▶ _EXTRACT_
##########

After serving as director of the Office of Cultural and Recreational Affairs for eight years, Miller was appointed in 1970 by Chancellor Young as UCLA’s first vice chancellor for student and campus affairs.
“Asking Norm to serve as UCLA’s first vice chancellor for student and campus affairs in 1970 was only appropriate, given Norm’s record of commitment to the quality of student life at UCLA. Together with other stalwarts of UCLA’s past, such as the late Barney Atkinson and Chuck McClure, Norm developed an organizational approach to campus activities and student life at UCLA that has been the foundation for the past three decades and more,” former Chancellor Young said.
In 1977 and 1978, Miller had a direct role in two other major milestone events at UCLA. He served as UCLA’s representative on the City of Los Angeles delegation that traveled to Athens to meet with the International Olympic Committee leadership to submit the bid of the City of Los Angeles to host the 1984 Olympics. At the same time, he oversaw the effort for a successful student referendum to approve a student fee for the construction of an indoor recreation facility near Pauley Pavilion and the Ackerman Student Union, now known as the John Wooden Center, named for UCLA’s legendary men’s basketball coach who had retired in 1975.
In 1979, at the age of 61, Miller stepped down as vice chancellor and headed UCLA’s 1984 Olympics office to help coordinate campus planning and receive foreign visitors during the following five years. “Having Norm lead the on-campus UCLA Olympics office following his retirement in 1979 was a capstone role for him,” former Chancellor Young said. “Norm told me of his memories of how, as a 14-year-old youth, he had sold newspapers outside the Coliseum during the 1932 Olympics in Los Angeles. Having the 1984 Olympics return to Los Angeles a half-century later and being able to have a pivotal role in UCLA’s role meant a great deal to him.”
Miller is survived by his wife, Nadine, and sister, Barbara Skinner. In lieu of flowers, the family encourages that contributions in his memory be made to Special Olympics-Southern California, 5875 Green Valley Circle, Suite 200, Culver City, CA 90230 (http://www.sosc.org/donation.html; phone: 310-215-8380).
Funeral services were held at the Chapel of the Oaks at Eternal Valley Memorial Park in Newhall on Sept. 11. A memorial service will also be scheduled at a later time at the Sunset Canyon Recreation Center on the UCLA campus.

##########

▶ _PROBLEMS TO SOLVE_
1 > According to the excerpt about Miller, in what year was he appointed UCLA's first vice chancellor for student and campus affairs?
2 > Reproduce word for word the part of the excerpt about Miller between "Miller is survived" and "the UCLA campus.", inclusive.

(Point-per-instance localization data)

##########

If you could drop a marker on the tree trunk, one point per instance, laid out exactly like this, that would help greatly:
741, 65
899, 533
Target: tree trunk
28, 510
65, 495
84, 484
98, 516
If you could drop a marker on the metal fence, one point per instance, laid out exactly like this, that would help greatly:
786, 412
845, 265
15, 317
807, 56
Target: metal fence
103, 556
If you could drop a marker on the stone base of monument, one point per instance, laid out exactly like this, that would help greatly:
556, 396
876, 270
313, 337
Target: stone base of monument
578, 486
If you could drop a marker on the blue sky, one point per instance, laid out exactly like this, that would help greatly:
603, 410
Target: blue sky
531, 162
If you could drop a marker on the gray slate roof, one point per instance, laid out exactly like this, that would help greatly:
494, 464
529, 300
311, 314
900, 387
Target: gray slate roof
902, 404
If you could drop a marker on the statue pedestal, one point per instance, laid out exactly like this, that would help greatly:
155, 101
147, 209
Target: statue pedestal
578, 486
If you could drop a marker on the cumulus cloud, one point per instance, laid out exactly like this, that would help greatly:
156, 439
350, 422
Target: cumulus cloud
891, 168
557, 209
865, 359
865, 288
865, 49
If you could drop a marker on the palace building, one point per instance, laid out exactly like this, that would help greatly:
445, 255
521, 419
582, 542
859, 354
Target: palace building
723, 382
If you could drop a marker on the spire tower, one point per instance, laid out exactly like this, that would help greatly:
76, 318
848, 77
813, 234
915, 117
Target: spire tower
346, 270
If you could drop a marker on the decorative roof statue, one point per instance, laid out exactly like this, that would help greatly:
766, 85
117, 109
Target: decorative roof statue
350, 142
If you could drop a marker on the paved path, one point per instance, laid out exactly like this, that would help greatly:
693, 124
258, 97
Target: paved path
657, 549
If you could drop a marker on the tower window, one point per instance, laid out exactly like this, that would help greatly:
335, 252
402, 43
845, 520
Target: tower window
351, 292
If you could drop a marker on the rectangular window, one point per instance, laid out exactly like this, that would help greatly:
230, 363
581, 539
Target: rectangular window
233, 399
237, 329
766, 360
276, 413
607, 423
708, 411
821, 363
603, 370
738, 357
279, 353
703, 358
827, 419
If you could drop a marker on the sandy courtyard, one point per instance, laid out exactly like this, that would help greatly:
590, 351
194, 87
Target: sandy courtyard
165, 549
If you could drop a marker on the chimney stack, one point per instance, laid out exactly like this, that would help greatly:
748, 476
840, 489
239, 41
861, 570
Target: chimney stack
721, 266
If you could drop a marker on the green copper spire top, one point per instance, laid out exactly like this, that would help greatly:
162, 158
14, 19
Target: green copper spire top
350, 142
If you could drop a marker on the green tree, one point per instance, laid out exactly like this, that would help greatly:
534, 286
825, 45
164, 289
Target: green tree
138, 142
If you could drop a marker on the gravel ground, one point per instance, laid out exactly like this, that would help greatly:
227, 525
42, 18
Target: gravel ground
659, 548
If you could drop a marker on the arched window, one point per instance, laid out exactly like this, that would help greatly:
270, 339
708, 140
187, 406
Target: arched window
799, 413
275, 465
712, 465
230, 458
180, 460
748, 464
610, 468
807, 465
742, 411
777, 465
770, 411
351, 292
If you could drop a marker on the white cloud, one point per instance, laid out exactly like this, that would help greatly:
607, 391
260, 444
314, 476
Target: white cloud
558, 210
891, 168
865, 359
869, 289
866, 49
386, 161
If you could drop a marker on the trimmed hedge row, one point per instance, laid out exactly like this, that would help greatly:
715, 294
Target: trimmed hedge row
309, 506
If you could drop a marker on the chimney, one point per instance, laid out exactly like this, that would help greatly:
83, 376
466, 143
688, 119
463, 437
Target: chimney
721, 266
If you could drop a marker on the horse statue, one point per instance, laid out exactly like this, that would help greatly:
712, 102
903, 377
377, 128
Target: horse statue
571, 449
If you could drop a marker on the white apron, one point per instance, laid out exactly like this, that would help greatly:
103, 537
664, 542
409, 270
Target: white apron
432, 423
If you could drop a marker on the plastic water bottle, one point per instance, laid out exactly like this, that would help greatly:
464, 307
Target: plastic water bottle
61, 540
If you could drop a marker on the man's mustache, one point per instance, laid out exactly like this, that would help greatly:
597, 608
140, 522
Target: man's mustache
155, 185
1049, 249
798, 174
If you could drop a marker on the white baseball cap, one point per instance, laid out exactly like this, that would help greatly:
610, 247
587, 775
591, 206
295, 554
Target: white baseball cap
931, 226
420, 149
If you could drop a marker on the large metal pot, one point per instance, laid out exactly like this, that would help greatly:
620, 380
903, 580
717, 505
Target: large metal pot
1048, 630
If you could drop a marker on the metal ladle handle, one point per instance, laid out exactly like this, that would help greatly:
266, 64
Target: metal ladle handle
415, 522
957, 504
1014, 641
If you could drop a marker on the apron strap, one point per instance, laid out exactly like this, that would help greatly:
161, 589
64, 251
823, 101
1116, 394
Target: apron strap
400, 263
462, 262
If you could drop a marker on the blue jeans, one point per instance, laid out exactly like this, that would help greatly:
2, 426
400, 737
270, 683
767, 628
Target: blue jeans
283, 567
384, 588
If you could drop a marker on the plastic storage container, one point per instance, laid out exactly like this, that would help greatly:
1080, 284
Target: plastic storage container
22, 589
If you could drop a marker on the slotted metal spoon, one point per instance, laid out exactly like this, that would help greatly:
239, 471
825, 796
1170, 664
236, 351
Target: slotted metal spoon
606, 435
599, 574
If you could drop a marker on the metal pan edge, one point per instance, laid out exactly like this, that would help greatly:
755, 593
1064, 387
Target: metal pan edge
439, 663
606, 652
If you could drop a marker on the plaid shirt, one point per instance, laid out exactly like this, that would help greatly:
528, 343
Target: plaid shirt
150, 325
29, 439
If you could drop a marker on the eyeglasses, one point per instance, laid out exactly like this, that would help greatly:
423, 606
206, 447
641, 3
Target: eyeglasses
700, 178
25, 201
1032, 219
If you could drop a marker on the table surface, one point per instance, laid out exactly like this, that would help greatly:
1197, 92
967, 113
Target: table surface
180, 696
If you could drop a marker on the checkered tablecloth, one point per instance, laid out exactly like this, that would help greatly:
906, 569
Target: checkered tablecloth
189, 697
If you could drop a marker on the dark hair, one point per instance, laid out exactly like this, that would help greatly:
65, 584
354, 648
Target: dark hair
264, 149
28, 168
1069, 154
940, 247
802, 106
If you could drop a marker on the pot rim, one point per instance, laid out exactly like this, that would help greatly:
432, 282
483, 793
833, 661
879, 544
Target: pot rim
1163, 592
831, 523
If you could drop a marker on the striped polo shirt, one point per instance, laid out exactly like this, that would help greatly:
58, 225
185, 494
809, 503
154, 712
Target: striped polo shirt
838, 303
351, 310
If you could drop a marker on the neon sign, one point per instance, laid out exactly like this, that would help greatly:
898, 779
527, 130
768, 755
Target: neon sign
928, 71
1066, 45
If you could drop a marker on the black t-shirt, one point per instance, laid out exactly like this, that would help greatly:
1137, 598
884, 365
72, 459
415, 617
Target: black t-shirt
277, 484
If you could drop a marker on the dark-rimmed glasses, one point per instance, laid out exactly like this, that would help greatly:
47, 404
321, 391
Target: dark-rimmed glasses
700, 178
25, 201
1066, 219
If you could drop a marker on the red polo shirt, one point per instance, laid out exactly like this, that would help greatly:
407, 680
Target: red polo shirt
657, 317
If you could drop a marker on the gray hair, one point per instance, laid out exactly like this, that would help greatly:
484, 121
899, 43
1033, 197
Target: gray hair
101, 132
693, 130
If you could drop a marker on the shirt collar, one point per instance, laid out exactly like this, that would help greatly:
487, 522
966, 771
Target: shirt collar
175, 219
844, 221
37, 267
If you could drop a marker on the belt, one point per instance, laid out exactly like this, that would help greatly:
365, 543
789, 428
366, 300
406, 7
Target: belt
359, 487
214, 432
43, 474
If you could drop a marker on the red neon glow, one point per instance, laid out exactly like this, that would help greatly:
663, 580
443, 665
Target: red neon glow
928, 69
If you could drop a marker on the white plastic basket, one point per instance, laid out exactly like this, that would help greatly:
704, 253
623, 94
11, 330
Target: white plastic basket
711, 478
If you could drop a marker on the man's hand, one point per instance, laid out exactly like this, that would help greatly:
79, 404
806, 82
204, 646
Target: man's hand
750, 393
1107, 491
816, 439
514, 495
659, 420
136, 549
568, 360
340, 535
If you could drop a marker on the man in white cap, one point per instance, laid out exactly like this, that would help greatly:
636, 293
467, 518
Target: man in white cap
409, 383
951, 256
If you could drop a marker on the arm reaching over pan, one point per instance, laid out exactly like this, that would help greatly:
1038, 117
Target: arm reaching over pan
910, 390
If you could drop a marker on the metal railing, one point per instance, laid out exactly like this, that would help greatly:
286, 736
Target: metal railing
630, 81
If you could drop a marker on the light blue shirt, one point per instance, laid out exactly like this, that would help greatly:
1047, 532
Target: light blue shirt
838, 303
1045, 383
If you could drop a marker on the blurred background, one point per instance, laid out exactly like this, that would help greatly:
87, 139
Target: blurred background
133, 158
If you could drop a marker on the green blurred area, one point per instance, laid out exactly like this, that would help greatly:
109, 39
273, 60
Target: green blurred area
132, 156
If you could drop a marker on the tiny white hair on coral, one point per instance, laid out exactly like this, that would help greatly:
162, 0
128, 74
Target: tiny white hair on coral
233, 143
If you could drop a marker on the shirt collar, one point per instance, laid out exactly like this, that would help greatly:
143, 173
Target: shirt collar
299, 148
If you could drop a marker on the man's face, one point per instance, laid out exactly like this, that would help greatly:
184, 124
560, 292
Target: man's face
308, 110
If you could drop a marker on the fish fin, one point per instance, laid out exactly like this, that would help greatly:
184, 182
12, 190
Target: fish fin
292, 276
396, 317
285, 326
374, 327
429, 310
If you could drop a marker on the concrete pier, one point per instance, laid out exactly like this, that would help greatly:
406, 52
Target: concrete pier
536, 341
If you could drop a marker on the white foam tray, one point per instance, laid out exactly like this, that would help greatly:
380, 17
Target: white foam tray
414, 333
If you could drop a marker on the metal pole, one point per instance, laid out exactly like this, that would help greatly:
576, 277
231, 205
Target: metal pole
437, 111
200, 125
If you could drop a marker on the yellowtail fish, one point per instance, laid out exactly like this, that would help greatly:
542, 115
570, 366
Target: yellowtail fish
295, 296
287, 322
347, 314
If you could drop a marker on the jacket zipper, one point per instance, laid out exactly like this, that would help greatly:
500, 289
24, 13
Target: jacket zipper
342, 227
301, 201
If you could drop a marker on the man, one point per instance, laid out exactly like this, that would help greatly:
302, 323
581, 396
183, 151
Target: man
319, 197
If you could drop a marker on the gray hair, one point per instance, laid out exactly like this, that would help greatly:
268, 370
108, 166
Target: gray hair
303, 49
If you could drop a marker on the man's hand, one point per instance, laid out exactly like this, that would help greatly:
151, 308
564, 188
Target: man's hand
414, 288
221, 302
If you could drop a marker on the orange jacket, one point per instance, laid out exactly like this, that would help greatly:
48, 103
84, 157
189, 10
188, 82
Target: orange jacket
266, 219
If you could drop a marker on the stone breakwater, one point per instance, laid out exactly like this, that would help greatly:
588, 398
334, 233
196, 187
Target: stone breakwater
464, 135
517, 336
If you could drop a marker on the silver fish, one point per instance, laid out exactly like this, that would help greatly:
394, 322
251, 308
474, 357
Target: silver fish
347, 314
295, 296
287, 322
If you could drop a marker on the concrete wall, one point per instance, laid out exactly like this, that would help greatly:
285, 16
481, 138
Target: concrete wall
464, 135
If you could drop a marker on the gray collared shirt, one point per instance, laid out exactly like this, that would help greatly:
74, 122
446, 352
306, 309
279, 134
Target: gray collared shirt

##########

▶ _SOLVED PROBLEMS_
1 > 1970

2 >
Miller is survived by his wife, Nadine, and sister, Barbara Skinner. In lieu of flowers, the family encourages that contributions in his memory be made to Special Olympics-Southern California, 5875 Green Valley Circle, Suite 200, Culver City, CA 90230 (http://www.sosc.org/donation.html; phone: 310-215-8380).
Funeral services were held at the Chapel of the Oaks at Eternal Valley Memorial Park in Newhall on Sept. 11. A memorial service will also be scheduled at a later time at the Sunset Canyon Recreation Center on the UCLA campus.